(Stored items)
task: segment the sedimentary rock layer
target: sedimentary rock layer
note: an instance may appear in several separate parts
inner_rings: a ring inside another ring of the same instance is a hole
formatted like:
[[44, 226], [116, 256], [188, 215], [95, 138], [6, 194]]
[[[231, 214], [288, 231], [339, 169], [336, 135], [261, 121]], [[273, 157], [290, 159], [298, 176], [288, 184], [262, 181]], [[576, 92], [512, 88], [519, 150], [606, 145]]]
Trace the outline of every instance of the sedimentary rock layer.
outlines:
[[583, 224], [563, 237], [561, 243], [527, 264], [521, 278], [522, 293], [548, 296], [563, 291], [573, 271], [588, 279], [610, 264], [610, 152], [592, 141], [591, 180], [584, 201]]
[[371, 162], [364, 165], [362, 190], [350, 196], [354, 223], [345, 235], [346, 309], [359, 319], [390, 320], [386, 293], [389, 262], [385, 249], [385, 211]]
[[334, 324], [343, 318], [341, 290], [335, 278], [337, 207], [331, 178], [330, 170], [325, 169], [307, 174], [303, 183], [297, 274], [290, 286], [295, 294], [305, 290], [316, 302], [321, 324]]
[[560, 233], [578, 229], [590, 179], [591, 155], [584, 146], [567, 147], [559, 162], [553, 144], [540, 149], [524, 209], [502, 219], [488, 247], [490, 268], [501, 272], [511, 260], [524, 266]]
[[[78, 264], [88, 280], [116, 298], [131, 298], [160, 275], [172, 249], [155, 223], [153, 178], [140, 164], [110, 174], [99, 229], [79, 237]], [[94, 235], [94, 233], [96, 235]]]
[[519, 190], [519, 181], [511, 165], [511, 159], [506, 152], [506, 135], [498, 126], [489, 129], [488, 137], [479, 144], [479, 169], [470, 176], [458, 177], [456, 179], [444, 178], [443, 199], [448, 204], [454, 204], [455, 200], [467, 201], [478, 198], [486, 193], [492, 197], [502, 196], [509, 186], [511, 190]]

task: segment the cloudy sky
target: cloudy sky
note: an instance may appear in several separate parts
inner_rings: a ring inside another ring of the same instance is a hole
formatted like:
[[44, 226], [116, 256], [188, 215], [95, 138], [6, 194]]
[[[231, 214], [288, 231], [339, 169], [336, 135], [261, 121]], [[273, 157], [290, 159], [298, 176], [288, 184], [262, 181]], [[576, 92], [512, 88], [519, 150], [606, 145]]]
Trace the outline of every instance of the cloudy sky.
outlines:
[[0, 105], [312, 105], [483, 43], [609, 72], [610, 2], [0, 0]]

◆ **TO DO**:
Wherever the string "Trace" appears in the data above, copy the line it sits in.

◆ **ANSWER BOX**:
Trace the outline of every instance of the sedimentary rock layer.
Trace the outline of every instance of the cloudy sky.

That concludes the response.